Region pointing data
---
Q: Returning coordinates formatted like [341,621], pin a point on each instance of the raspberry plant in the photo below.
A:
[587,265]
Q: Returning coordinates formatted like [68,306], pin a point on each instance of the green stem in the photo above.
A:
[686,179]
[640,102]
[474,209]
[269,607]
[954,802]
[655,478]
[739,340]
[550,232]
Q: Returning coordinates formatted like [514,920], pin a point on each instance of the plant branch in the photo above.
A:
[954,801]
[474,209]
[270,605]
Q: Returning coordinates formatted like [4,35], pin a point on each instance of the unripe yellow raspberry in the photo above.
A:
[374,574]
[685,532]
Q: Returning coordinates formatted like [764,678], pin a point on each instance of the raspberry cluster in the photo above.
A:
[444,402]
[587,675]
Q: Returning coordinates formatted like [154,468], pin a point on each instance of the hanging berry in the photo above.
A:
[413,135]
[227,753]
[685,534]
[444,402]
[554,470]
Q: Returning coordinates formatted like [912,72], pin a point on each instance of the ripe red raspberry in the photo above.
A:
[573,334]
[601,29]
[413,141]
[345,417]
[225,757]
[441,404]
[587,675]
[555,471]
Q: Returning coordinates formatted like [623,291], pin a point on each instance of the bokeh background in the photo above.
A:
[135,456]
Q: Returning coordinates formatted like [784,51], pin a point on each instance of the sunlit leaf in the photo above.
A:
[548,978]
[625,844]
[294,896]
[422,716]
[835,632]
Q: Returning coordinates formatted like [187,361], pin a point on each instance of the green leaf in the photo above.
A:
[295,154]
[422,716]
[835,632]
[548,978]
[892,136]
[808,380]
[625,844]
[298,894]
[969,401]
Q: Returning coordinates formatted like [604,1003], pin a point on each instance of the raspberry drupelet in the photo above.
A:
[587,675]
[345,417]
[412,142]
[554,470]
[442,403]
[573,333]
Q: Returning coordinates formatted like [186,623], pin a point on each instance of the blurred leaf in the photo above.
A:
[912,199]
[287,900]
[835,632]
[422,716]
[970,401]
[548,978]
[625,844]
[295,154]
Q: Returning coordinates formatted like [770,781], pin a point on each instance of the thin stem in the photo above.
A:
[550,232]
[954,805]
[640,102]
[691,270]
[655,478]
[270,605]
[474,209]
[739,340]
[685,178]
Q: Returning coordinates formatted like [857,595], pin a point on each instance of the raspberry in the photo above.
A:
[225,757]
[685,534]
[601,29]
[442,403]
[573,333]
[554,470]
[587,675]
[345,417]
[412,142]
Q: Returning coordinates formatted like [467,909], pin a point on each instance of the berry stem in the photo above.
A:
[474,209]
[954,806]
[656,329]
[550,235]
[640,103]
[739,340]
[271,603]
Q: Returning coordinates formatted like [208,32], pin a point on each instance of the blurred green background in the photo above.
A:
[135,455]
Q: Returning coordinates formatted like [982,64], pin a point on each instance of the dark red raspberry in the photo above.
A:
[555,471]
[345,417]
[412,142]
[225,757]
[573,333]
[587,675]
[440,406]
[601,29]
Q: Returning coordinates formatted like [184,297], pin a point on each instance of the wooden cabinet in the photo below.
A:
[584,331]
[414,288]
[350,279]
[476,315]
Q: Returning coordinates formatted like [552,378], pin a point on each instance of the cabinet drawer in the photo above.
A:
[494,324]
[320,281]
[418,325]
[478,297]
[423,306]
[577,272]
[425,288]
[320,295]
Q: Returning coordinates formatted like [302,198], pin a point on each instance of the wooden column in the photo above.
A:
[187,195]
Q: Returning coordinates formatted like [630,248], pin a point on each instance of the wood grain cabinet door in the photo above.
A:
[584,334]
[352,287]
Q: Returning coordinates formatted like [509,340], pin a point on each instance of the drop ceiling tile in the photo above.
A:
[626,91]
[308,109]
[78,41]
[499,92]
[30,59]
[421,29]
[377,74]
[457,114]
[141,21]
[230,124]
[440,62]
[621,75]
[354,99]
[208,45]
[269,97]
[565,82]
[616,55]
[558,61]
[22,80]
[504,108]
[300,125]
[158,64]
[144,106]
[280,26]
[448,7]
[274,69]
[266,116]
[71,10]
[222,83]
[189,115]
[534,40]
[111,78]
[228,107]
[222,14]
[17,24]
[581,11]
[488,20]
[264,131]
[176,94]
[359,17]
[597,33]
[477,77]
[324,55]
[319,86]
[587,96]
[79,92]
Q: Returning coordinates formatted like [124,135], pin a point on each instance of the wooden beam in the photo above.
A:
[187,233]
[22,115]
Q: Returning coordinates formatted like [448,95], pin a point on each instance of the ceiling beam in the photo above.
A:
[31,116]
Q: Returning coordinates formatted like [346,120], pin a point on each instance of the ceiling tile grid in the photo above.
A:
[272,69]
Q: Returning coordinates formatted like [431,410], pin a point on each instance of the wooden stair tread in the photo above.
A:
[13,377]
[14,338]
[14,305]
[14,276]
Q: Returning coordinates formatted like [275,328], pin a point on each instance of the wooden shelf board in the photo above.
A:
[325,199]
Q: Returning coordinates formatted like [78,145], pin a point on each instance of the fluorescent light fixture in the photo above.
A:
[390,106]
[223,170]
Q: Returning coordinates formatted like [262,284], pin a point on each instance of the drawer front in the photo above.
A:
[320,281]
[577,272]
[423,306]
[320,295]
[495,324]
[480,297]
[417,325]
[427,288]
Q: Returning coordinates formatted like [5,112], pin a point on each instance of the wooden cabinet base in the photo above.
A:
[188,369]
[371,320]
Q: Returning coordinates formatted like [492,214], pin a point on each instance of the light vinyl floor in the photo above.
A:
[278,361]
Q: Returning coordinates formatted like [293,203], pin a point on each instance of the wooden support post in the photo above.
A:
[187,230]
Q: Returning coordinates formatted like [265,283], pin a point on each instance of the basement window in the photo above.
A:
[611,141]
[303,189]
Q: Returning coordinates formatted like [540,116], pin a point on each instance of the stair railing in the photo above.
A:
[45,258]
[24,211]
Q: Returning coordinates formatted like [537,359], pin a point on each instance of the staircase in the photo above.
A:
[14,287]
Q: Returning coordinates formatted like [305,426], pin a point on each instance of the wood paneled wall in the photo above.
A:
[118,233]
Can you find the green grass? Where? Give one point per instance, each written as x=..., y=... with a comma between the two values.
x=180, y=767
---
All lines that contain the word "beam" must be copied from the records above.

— REPLY —
Q: Returning coordinates formatted like [124,135], pin a point on each instance of the wooden beam in the photo above.
Q: Returning coordinates formatted like [448,95], pin a point on each instance of the ceiling beam in the photo above.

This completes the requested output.